Continue the review of A Fantastic Woman below, starting after its final sentence.

■ **SOURCE PASSAGE**
--*--
Vega shines in drama about losing a loved one
Daniela Vega’s stunning performance in A Fantastic Woman lives up to promise
Film titles are mendacious things. The Lone Ranger had a sidekick, who was actually the star. A Clockwork Orange had no oranges, mechanical or otherwise. And I think you’ll find Tom Cruise’s next Mission to be difficult, not actually impossible.
What a relief, then, to find a movie that lives up to its name. A Fantastic Woman, co-written by Gonzalo Maza and director Sebastián Lelio (Gloria, 2013), is about Marina, a fantastic woman, albeit a deeply unhappy one.
She has every right to be. In the opening scenes, the waitresslounge singer, played by Daniela Vega, watches as her older boyfriend, Orlando, falls ill, and down a flight of stairs. She rushes him to the Santiago hospital, but it’s too late.
The doctors are suspicious of her. So are the police, whom they call in to investigate the death. And Orlando’s family wants her out of his apartment pronto, and forbids her to attend the funeral.
Marina is a trans woman. So is Vega, the actress who plays her. Apparently Lelio first approached her to help research the part, and ended up giving it to her. Being trans is part of the story — and the reason Orlando’s ex is frosty, and his son physically hostile. But it’s not really what the movie is about. Lelio has crafted an extraordinary film about someone dealing with the grief of a lost loved one, in which the someone just happens to be trans. It’s transcendent.
The camera stays close to the main character, as she struggles stoically with her loss, and with indignities most people in her place wouldn’t have to suffer. A detective from the city’s sex crimes unit seems concerned ( but is she?) that Marina might have been in an abusive relation- ship, and forces her to undergo a physical examination, which includes photos of every part of her body.
--*--
■ **MATERIAL PROVIDED**
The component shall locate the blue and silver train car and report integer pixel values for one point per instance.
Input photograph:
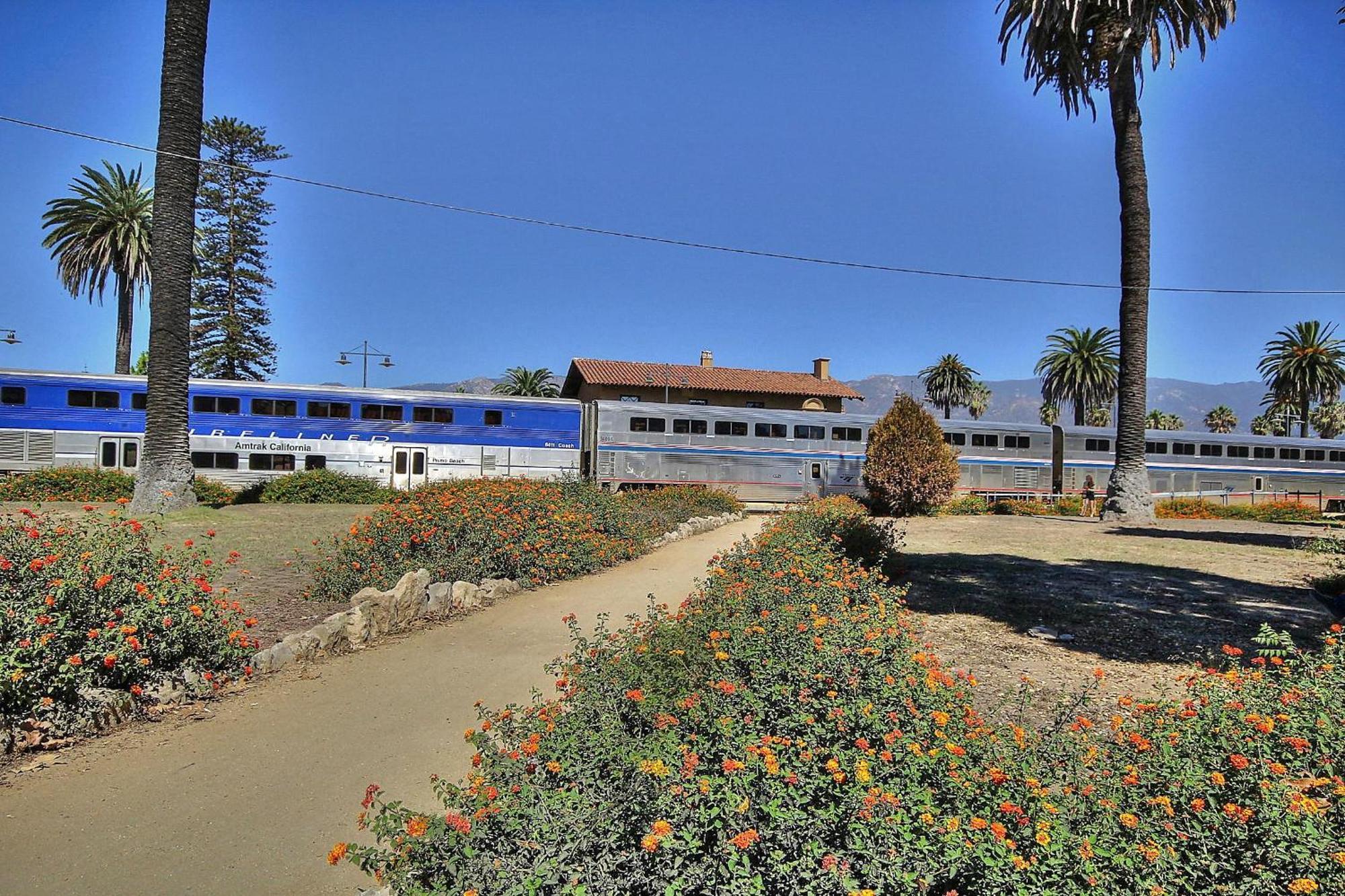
(244, 432)
(765, 456)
--*--
■ **RESPONSE**
We don’t see everything in that scene, and one’s curiosity (guilty) speaks volumes about the way society reacts to the trans community. “Did you get the operation?” Orlando’s belligerent son asks bluntly at one point. Marina’s reply: “You don’t ask that.”
The film is a solid drama, but Lelio sneaks in a few scenes of magical metaphors. One shot finds the miserable Marina literally stopped in her tracks by the force of a wind blowing down the street.
Then there are the more humdrum moments, no less keenly felt. Aretha Franklin singing (You Make Me Feel Like) A Natural Woman on Marina’s car stereo. Or the strange and beautiful scene in which two workers are carrying a giant pane of mirrored glass across the street, and our protagonist stops to reflect on her reflection. (And when was the last time you saw a giant pane of glass in a movie without someone crashing through it, or at least threatening to?)
In the end, Marina literally finds her voice, and figuratively comes to terms with her grief. It might not count as catharsis for the viewer, but like everything else in this Oscar-nominated foreign-language picture, it feels deeply real. The movie may be fiction, but it still tells a true story.